■ TEXT EXCERPT

This article is about continuity in a family-owned company as it faces the handover from one generation to the next. This springs from the entrepreneur’s intention to pass the management of the enterprise to their offspring. Carrying this out successfully calls for good planning.
Interim management has turned out to be a best practice in such circumstances. Succession is an event that necessarily takes place over a long time. A manager brought in from outside is able to guide the process, providing the company with the tools it needs to go on down its chosen path, and also to improve the quality of management. This is what is referred to as fluid transition.
For the interim management to be able to fulfill this role as an agent for growth in a family-owned company, certain conditions have to be put in place. They will be the focus of the following paragraphs.
Table of contents
- Level of involvement and introduction of the interim manager
- Action plan
- What obstacles might succession in a family business encounter?
Level of involvement and introduction of the interim manager
It hardly takes much effort to recognize that succession is a very delicate moment in the life of a company, a path of evolution in which there is a real chance of losing part of the knowledge, competencies and vision that have been built up over the years. Help from outside allows it to better face the different phases of transition. This is already difficult, but in the case of a family-owned company it is made even more so, given the specific organizational processes and dynamics of such a company.
Interim management provides a solution in many cases in which the new generation is still not experienced enough to ensure a future for the company. However, to take the greatest strategic advantage of this powerful tool, the company needs to recognize the value of involving a manager from outside, and so lays down the foundations upon which they can act.
Unlike an external consultant, an interim manager should be given the powers to act in full autonomy and independence on the basis of a plan of agreed among the different parties and unaffected by any personal considerations.
Their mission is to plan and execute a strategy, the cornerstone of which is to infuse the successor with confidence and authority. The aim is to raise the successor’s legitimacy in the eyes of the parent handing over command. Even more important for the future, to build legitimacy vis-à-vis all the successor’s co-workers.
The role of the outside specialist is to align the aims of different people who often confuse family conflicts with their roles in the company. The specialist must dive into a reality with its own language and needs and so build a bridge between two worlds that are as yet out of step.
The interim manager’s intervention usually concerns the resolution of company problems, addressing them through management. The objective is to put in place those conditions that will allow their work to proceed along the path that they have set out. When the main goal is generational change at the helm of the company, what role does the interim manager play? Their task will be to strengthen the individual capabilities of the person selected as successor.

■ WRITTEN TASK
In the article on family business succession, what task does the interim manager have when the main goal is generational change at the helm of the company? Rely solely on the article on family business succession.

■ RECORDED INFORMATION
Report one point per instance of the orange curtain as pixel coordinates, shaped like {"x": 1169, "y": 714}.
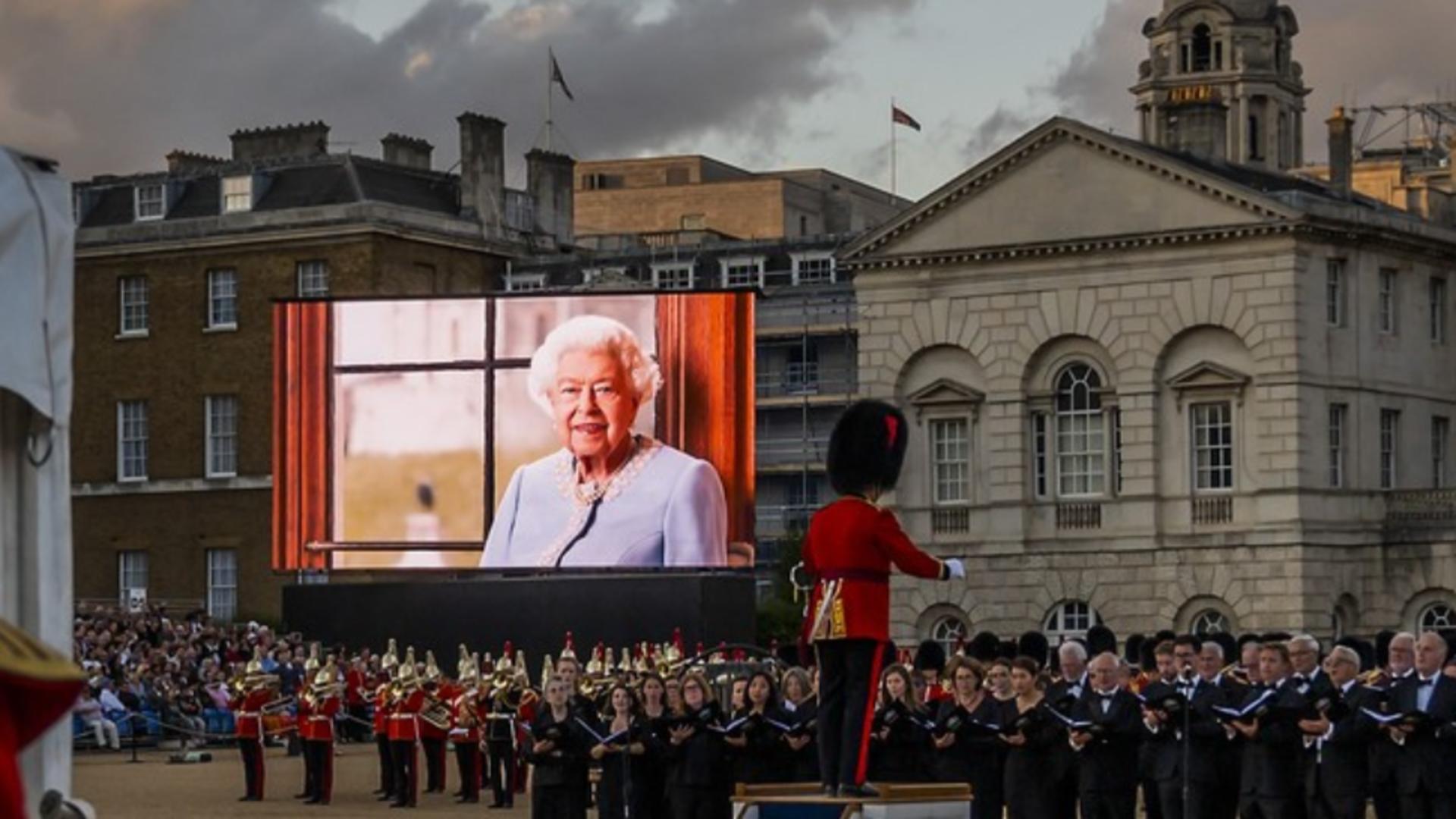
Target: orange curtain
{"x": 300, "y": 509}
{"x": 705, "y": 349}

■ THE ANSWER
To strengthen the individual capabilities of the person selected as successor.